Exercise instructions —
Reproduce the data below verbatim, starting at the line containing "In the picture below, where can the upper" and ending after the line containing "In the picture above, where can the yellow", with both lines included. Omit the picture from your output.

begin

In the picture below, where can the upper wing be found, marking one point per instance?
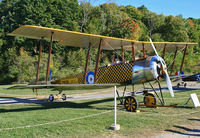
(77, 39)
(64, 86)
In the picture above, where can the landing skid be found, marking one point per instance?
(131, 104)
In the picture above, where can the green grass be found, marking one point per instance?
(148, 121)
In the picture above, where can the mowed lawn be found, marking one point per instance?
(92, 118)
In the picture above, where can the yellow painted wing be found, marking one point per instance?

end
begin

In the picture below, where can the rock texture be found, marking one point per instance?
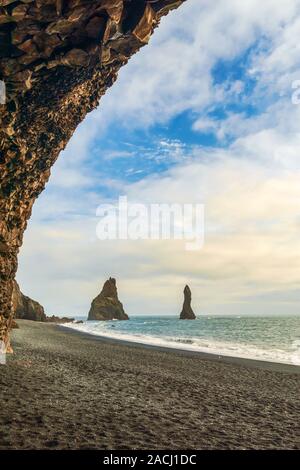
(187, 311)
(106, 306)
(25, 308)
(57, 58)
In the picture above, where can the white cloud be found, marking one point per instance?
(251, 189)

end

Exercise solution —
In the picture below, where can the upper wing be found, marking one point per instance?
(77, 39)
(64, 86)
In the picture above, where can the landing skid be found, marking one point per instance?
(131, 104)
In the picture above, where can the green grass be found, marking one point per instance?
(148, 121)
In the picture above, where can the mowed lawn be found, marking one point per instance?
(92, 118)
In the picture above, where can the yellow painted wing be found, marking one point per instance?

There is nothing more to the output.